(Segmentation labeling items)
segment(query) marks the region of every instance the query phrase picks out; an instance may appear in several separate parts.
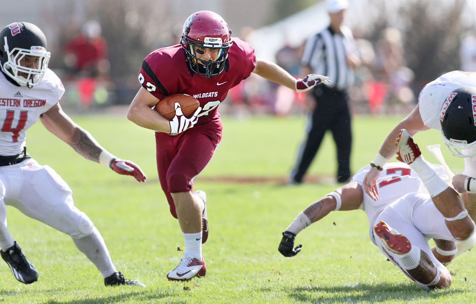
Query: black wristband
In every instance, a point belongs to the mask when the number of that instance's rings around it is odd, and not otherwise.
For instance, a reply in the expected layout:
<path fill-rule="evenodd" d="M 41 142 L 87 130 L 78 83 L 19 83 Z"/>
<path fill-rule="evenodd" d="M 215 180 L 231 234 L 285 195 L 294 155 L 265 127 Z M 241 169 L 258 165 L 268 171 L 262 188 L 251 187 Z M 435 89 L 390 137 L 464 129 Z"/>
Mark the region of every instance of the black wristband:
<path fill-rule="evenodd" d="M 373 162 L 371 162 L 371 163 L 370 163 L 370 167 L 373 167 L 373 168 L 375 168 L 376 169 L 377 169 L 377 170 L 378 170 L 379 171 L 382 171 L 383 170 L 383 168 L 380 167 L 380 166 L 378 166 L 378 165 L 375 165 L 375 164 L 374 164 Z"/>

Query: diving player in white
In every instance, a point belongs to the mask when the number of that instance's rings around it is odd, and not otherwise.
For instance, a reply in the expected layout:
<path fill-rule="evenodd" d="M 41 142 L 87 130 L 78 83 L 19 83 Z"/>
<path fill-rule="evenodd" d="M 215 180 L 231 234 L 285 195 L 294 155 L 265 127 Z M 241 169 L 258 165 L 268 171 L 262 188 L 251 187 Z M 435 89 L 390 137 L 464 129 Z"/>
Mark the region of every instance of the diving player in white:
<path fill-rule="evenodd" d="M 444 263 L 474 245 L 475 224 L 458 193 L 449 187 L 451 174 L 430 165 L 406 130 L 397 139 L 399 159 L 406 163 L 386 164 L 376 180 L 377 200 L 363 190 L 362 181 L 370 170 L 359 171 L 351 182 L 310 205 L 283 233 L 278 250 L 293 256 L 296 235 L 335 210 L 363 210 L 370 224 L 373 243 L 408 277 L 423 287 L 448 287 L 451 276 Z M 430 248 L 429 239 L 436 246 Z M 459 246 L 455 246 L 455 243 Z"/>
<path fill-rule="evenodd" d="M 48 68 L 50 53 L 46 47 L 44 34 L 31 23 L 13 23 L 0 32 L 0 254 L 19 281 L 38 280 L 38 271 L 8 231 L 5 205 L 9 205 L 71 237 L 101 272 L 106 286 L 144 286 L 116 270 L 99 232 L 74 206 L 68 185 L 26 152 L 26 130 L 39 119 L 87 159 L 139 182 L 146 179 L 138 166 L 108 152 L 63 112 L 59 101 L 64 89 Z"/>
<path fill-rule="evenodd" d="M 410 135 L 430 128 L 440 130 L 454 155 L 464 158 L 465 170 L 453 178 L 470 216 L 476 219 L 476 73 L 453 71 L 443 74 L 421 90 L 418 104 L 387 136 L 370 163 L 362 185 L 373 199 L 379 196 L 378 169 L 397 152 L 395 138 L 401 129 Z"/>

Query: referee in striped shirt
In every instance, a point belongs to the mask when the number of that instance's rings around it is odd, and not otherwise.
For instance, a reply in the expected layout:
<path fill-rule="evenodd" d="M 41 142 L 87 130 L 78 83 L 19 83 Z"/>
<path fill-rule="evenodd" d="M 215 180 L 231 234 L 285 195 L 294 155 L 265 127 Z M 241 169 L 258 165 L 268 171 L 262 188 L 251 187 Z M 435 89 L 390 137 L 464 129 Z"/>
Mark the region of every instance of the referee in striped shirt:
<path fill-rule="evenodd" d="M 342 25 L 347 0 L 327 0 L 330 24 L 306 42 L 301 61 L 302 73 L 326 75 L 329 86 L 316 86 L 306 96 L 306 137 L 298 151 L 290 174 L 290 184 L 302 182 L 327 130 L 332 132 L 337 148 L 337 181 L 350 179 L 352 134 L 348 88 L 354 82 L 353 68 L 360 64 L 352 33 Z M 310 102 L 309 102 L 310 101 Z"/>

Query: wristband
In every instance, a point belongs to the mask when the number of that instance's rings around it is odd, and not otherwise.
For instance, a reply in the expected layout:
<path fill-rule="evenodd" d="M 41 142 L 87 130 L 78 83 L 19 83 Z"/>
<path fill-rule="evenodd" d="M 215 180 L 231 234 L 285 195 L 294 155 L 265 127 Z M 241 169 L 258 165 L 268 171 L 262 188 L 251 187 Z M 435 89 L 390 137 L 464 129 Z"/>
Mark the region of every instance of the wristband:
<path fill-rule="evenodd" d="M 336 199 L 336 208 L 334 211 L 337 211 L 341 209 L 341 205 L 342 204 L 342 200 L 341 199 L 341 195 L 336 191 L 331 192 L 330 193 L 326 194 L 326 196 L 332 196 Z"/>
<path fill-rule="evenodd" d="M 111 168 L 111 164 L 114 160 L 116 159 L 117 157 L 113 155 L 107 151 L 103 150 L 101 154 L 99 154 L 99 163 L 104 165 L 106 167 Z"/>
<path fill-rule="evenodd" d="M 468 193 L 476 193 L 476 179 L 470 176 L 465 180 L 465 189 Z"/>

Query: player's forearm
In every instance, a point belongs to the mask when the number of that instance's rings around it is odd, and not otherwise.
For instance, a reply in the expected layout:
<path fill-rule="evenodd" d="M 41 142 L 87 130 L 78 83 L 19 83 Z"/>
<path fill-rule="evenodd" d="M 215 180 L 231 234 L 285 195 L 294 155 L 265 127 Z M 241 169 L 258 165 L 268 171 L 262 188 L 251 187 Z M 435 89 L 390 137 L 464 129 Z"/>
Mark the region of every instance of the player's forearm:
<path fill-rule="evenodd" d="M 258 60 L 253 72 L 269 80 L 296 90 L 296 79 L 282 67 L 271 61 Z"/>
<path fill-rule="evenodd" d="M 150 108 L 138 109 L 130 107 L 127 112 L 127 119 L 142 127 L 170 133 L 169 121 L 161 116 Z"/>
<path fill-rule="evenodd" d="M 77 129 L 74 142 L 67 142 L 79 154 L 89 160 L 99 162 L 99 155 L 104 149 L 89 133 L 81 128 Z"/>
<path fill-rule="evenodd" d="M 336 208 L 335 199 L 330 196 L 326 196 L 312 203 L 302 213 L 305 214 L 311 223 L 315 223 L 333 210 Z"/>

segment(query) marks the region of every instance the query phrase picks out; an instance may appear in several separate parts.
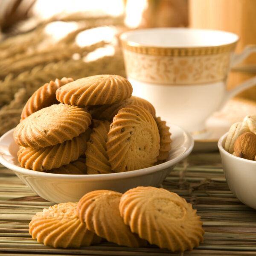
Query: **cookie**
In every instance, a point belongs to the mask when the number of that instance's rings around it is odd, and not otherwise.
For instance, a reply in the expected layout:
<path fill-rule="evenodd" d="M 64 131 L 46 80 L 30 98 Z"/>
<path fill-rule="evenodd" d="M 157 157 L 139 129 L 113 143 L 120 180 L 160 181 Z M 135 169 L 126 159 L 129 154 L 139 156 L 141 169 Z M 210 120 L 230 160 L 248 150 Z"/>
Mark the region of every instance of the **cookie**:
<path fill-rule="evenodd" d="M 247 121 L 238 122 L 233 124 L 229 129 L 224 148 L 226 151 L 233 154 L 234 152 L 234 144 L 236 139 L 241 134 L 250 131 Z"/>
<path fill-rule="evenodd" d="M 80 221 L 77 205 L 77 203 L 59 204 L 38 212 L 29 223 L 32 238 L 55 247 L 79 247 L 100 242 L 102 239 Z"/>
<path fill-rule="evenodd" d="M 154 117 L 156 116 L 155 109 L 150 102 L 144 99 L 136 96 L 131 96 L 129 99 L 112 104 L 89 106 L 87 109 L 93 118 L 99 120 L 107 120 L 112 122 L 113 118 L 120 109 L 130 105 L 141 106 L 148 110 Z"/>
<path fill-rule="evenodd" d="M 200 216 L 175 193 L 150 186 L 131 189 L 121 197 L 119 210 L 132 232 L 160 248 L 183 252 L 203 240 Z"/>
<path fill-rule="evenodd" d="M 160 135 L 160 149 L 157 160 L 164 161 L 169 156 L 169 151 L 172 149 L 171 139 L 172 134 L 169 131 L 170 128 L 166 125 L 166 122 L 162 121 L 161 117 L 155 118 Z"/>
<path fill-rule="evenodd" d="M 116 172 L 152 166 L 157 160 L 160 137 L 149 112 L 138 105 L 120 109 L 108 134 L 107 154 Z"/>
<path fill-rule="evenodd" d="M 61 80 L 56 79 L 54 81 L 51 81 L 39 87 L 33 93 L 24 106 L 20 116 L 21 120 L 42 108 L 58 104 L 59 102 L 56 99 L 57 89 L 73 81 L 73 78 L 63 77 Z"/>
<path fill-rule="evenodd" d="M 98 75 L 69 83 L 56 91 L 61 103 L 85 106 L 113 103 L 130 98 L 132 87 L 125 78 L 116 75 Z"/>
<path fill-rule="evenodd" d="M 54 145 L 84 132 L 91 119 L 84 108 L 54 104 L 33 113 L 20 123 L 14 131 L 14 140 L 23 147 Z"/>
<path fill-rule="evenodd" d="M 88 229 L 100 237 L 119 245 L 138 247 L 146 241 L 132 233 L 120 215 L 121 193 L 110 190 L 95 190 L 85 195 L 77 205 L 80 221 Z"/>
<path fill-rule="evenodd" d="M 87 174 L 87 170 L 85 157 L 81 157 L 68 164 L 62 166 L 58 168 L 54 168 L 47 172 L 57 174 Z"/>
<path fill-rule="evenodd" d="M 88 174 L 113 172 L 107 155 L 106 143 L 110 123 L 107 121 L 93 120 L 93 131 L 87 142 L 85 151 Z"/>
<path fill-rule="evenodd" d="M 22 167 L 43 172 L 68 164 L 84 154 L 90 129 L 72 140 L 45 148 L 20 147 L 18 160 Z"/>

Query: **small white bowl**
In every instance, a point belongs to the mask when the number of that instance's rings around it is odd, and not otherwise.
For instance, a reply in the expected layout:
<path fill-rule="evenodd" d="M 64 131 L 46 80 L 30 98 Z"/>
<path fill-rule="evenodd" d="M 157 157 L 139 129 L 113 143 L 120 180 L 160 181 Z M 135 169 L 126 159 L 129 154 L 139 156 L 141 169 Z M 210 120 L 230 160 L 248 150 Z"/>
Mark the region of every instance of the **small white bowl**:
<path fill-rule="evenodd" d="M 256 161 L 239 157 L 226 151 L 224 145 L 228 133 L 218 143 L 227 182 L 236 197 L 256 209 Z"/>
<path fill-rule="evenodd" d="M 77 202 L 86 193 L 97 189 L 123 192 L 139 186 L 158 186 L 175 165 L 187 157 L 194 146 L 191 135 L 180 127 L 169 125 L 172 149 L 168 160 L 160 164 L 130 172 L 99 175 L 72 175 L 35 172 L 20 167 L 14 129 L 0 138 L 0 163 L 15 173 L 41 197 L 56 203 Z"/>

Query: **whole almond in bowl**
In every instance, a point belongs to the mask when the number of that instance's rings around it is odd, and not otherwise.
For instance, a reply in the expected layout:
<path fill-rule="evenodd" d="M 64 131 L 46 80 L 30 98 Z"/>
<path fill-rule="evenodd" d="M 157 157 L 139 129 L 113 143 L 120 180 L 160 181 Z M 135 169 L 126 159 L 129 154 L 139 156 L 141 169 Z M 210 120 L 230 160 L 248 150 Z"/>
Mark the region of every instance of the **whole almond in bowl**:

_The task:_ Write out the lines above without any changes, from the line that contains "Query: player's forearm" up to and including the line that contains "336 208 L 335".

_Final result:_
Query: player's forearm
In every instance, a point belongs to the mask when the number of that instance's rings around it is odd, and not otherwise.
For instance, a reply in the expected layout:
<path fill-rule="evenodd" d="M 41 142 L 87 130 L 78 83 L 19 83 Z"/>
<path fill-rule="evenodd" d="M 215 180 L 231 234 L 285 195 L 294 155 L 265 127 Z M 241 169 L 258 165 L 268 171 L 262 188 L 251 187 Z M 435 89 L 390 137 L 464 129 Z"/>
Mark the region of every instance of the player's forearm:
<path fill-rule="evenodd" d="M 258 60 L 253 72 L 269 80 L 296 90 L 296 79 L 282 67 L 271 61 Z"/>
<path fill-rule="evenodd" d="M 150 108 L 138 109 L 130 107 L 127 112 L 127 119 L 142 127 L 170 133 L 169 121 L 161 116 Z"/>
<path fill-rule="evenodd" d="M 77 129 L 74 142 L 67 142 L 79 154 L 89 160 L 99 162 L 99 155 L 104 149 L 89 133 L 81 128 Z"/>
<path fill-rule="evenodd" d="M 336 208 L 335 199 L 330 196 L 326 196 L 312 203 L 302 213 L 305 214 L 311 223 L 315 223 L 333 210 Z"/>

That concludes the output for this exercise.